> _RECORDS PROVIDED_
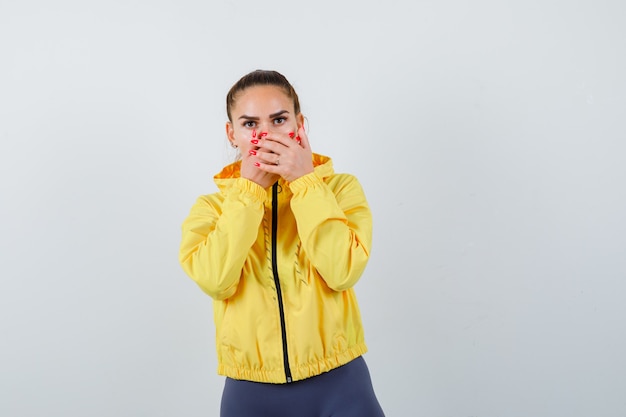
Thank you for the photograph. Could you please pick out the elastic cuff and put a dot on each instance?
(304, 182)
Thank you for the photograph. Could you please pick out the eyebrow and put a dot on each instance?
(271, 115)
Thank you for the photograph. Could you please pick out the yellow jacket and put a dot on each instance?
(280, 265)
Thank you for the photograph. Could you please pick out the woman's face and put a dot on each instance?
(261, 109)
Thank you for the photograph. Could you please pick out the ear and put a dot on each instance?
(230, 133)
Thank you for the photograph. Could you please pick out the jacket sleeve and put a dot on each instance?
(335, 226)
(216, 239)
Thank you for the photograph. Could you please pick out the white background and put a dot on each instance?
(489, 137)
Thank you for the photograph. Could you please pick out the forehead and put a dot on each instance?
(262, 97)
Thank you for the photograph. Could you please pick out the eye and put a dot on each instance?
(280, 120)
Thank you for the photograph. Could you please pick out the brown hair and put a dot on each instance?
(261, 77)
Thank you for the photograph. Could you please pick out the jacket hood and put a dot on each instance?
(322, 165)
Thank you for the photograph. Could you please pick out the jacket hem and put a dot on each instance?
(299, 372)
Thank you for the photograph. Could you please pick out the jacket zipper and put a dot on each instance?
(281, 307)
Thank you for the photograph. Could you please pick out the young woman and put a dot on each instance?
(279, 249)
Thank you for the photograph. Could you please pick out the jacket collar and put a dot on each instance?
(322, 165)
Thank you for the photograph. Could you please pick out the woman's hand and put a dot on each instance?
(283, 156)
(250, 170)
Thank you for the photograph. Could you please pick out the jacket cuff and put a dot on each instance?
(304, 182)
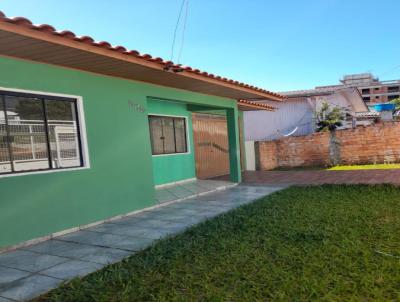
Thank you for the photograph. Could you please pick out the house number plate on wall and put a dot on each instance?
(136, 107)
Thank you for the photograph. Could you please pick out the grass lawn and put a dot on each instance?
(342, 168)
(366, 167)
(327, 243)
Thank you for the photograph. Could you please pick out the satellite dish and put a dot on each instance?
(291, 132)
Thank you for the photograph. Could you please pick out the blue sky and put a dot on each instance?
(277, 45)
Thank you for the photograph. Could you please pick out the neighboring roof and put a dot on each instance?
(20, 38)
(354, 98)
(368, 114)
(245, 105)
(312, 92)
(350, 94)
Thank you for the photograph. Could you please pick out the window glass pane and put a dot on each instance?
(5, 164)
(27, 133)
(63, 133)
(157, 144)
(168, 131)
(180, 135)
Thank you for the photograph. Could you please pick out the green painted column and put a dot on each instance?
(232, 117)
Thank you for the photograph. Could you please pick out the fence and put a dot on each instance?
(379, 143)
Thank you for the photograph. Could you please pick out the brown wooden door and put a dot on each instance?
(210, 134)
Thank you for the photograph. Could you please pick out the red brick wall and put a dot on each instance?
(364, 145)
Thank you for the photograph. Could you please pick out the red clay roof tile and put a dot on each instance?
(45, 28)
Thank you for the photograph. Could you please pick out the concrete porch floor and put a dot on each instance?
(31, 271)
(189, 189)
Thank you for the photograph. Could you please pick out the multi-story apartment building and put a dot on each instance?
(372, 90)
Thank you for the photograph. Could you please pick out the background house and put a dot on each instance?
(296, 116)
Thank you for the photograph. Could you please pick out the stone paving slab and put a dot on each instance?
(317, 177)
(31, 271)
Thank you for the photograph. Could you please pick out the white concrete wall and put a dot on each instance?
(265, 125)
(250, 156)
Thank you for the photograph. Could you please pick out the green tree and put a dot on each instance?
(329, 118)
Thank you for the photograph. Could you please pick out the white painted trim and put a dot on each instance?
(82, 227)
(82, 134)
(189, 151)
(176, 183)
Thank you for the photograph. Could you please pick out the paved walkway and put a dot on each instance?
(322, 177)
(176, 192)
(26, 273)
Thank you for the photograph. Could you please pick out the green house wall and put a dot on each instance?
(122, 171)
(173, 167)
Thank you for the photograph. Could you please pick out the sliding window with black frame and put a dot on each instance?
(38, 133)
(168, 134)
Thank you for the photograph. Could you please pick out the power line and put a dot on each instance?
(183, 31)
(176, 29)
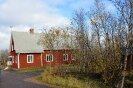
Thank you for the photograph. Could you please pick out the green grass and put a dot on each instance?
(32, 69)
(70, 81)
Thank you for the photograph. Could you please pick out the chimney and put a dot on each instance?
(31, 31)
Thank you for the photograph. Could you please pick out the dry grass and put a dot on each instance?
(69, 82)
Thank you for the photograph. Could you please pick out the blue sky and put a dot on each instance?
(25, 14)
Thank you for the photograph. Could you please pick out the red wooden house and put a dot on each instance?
(26, 52)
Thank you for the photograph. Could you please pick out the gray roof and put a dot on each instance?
(26, 42)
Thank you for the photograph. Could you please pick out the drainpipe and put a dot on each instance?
(18, 61)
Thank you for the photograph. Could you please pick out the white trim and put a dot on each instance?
(49, 55)
(18, 61)
(41, 60)
(73, 57)
(66, 58)
(32, 58)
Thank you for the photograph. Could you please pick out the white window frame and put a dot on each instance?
(16, 59)
(73, 57)
(32, 58)
(47, 55)
(12, 59)
(66, 58)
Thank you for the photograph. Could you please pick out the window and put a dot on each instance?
(73, 56)
(65, 57)
(30, 59)
(16, 59)
(12, 59)
(49, 57)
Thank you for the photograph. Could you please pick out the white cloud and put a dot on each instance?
(31, 12)
(24, 14)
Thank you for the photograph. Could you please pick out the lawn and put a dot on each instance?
(70, 80)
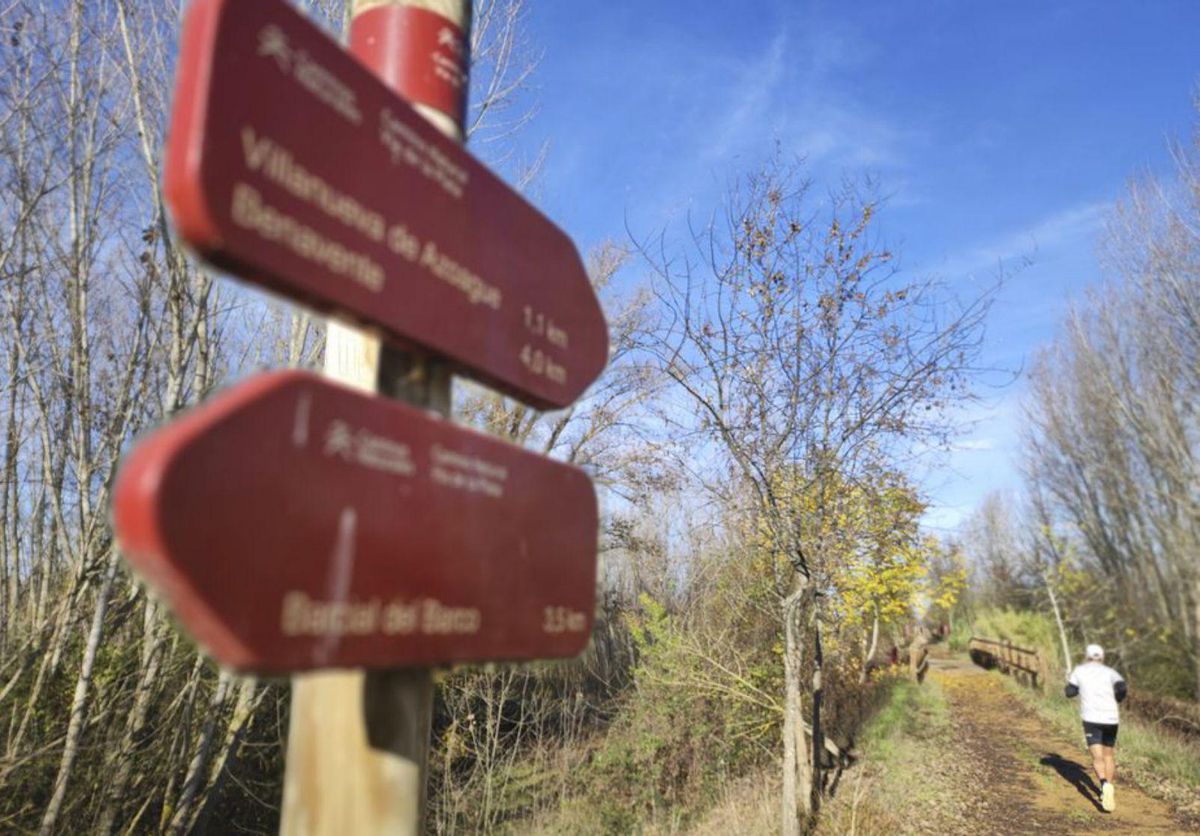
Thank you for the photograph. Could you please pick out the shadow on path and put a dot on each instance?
(1075, 775)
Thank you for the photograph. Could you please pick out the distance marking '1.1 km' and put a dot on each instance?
(293, 524)
(292, 166)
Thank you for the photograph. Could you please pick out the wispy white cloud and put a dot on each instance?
(1072, 226)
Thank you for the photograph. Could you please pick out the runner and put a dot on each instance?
(1099, 689)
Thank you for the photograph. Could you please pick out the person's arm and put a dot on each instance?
(1120, 690)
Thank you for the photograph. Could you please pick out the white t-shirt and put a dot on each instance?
(1097, 701)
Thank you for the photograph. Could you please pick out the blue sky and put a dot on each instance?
(1002, 132)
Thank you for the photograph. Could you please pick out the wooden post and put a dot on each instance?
(358, 741)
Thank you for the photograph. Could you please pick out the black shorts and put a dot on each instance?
(1101, 734)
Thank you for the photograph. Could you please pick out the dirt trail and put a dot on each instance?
(1030, 779)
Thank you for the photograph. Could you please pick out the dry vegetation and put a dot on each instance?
(767, 383)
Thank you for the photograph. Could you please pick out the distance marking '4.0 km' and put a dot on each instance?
(294, 524)
(292, 166)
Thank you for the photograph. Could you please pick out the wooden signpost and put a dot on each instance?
(294, 524)
(299, 527)
(293, 166)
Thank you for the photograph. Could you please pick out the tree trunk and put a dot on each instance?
(79, 704)
(874, 645)
(797, 769)
(1057, 618)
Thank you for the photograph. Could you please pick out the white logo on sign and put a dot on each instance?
(274, 43)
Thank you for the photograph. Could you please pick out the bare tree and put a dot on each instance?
(786, 326)
(1114, 409)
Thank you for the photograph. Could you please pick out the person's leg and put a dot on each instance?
(1098, 762)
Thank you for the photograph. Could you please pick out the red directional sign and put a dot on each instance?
(293, 166)
(292, 524)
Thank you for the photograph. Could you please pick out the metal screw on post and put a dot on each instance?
(359, 740)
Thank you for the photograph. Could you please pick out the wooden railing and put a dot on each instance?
(1023, 663)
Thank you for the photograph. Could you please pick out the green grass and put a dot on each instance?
(1153, 756)
(880, 794)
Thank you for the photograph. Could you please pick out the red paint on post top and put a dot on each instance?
(292, 166)
(292, 523)
(418, 53)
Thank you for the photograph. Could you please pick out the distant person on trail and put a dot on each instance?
(1099, 689)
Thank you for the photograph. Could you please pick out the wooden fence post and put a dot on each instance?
(358, 741)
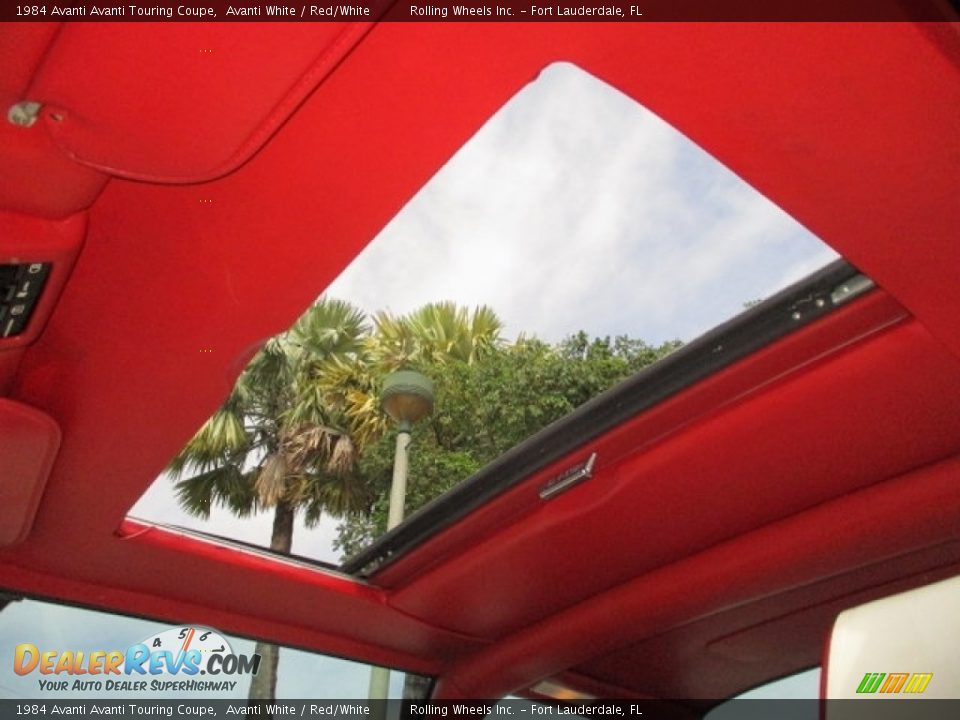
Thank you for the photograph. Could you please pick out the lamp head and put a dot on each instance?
(407, 396)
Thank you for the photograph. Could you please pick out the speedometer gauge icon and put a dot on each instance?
(183, 638)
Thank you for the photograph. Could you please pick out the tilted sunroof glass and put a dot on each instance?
(575, 240)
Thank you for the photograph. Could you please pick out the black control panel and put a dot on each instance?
(20, 287)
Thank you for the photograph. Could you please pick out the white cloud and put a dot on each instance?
(572, 208)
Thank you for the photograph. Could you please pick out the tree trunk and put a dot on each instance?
(263, 685)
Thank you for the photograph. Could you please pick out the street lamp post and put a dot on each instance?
(407, 397)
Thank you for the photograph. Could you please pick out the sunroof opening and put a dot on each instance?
(576, 239)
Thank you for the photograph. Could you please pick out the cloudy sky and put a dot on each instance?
(572, 208)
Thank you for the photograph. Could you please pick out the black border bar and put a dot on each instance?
(790, 309)
(488, 11)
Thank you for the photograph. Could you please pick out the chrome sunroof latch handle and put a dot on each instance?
(568, 479)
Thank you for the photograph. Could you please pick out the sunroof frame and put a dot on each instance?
(792, 308)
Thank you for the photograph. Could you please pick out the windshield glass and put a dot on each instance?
(64, 652)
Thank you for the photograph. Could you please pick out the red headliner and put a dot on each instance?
(853, 129)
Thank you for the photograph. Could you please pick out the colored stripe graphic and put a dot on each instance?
(870, 682)
(918, 682)
(894, 682)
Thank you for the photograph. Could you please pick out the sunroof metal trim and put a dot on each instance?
(779, 315)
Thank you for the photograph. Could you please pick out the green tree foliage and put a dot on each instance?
(485, 407)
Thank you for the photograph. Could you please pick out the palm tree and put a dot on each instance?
(280, 442)
(434, 334)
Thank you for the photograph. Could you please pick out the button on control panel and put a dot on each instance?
(20, 287)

> _TASK STATEMENT_
From the line that contains "bar and put a dot on each instance?" to the last line of the material above, repeat every line exactly, keeping both the first and the last.

> _WRITTEN ANSWER_
Thank you for the photograph. Could you please pick out the black border bar and put a dot on each instance?
(790, 309)
(488, 11)
Thank you for the photograph. Could you please pick out the chrome sunroof latch handle and put a dot on each instance?
(568, 479)
Thank you for the photograph. Could you please pick out the sunroof frame and put a dot on each instance?
(792, 308)
Thank you for the photograph. Could you please pick out the windshield glass and put a dot on each instance?
(64, 652)
Thank you for the photograph. Could you please pick out the red headliner and put a dot on each instance?
(853, 129)
Thank you for the photograph. Could you please pick out the colored stripe graphic and put a dot on each instance?
(870, 682)
(918, 682)
(894, 682)
Thank you for the photograph. Could you please pick out the sunroof metal trim and put a dot on each instance?
(779, 315)
Thank you for the photograph. Could you please pick out the green tree foliage and put a dot on each instance?
(485, 407)
Thank you for the photograph. Could you please pick out the palm tree and put a dot on each instance?
(280, 442)
(434, 334)
Thank you for the photograph. Could you please pick out the button on control panel and put a dot on each instance?
(20, 287)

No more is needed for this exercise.